• AIM OF THE TASK
Give the number of lines in the records that contain the string "query", with case counting. Reply with the number alone.

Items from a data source
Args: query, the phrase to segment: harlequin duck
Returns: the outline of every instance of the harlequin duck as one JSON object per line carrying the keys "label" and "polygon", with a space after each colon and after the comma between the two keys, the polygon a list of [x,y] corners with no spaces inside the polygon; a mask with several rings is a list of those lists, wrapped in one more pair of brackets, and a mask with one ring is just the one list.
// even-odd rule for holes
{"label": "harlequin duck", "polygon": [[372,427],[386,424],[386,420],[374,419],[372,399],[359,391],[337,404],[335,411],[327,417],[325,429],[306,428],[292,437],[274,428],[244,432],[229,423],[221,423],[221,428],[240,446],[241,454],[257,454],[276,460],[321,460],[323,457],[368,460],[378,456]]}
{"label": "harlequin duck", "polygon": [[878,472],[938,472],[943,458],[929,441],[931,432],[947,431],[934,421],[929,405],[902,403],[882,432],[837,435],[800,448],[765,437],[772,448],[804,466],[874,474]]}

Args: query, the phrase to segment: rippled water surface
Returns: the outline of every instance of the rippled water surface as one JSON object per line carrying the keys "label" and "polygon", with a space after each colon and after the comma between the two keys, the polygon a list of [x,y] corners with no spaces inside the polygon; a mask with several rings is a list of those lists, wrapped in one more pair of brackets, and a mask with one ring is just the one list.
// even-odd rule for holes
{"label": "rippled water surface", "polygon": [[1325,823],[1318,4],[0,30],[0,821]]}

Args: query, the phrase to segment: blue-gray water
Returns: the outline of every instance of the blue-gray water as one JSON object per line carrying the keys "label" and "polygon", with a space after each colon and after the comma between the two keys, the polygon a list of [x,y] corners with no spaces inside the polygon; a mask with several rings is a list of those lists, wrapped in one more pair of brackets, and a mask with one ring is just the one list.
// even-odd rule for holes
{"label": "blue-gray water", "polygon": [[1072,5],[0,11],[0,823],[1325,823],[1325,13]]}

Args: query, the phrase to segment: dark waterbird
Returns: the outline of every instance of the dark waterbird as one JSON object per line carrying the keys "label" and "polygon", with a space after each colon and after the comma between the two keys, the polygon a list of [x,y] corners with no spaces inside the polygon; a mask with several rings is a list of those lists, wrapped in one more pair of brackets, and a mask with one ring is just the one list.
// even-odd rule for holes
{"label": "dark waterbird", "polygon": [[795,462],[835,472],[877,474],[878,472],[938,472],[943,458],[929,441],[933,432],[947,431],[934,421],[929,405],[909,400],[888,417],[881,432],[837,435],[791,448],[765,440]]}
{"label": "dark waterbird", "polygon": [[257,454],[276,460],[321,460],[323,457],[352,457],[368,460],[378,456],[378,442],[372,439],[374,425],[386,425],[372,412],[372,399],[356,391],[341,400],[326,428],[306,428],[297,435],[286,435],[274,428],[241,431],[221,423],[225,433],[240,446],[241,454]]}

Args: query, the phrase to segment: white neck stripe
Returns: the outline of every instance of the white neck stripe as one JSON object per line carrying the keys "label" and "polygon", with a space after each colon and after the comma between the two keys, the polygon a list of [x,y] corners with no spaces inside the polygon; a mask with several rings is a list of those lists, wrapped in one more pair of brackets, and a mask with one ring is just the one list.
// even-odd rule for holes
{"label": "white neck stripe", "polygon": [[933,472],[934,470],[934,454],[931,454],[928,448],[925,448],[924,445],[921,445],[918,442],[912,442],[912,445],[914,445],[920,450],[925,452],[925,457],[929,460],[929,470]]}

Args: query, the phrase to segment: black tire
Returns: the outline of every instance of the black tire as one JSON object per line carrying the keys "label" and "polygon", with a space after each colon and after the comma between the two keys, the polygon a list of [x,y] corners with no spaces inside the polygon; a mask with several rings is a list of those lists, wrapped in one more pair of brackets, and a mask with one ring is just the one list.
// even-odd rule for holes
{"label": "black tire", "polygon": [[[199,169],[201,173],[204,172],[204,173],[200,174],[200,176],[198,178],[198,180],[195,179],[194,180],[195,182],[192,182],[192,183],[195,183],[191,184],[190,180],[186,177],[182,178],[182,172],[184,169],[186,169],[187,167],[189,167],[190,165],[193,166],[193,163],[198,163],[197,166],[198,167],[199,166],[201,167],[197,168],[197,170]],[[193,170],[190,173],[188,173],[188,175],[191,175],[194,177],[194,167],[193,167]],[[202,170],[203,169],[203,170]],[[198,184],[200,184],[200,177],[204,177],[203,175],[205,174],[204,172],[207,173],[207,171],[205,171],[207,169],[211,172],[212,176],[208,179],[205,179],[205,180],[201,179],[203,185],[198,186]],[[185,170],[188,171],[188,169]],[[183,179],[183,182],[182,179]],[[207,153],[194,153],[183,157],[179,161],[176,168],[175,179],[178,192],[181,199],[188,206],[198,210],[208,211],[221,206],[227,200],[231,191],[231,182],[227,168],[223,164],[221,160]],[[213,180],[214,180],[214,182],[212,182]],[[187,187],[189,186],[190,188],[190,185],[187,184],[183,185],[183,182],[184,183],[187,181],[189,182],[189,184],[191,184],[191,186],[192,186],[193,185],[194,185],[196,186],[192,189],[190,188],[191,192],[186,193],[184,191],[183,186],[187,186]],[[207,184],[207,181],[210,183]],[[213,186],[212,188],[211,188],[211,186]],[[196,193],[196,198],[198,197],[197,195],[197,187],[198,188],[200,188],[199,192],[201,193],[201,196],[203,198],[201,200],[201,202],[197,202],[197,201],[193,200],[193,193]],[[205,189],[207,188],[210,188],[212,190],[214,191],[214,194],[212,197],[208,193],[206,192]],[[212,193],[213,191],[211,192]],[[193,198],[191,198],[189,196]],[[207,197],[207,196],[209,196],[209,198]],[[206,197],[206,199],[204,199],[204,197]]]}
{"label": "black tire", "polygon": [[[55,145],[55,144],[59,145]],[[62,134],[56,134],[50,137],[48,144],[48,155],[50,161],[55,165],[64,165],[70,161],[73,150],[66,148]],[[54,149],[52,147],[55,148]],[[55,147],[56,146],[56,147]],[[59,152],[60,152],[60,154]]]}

• RESULT
6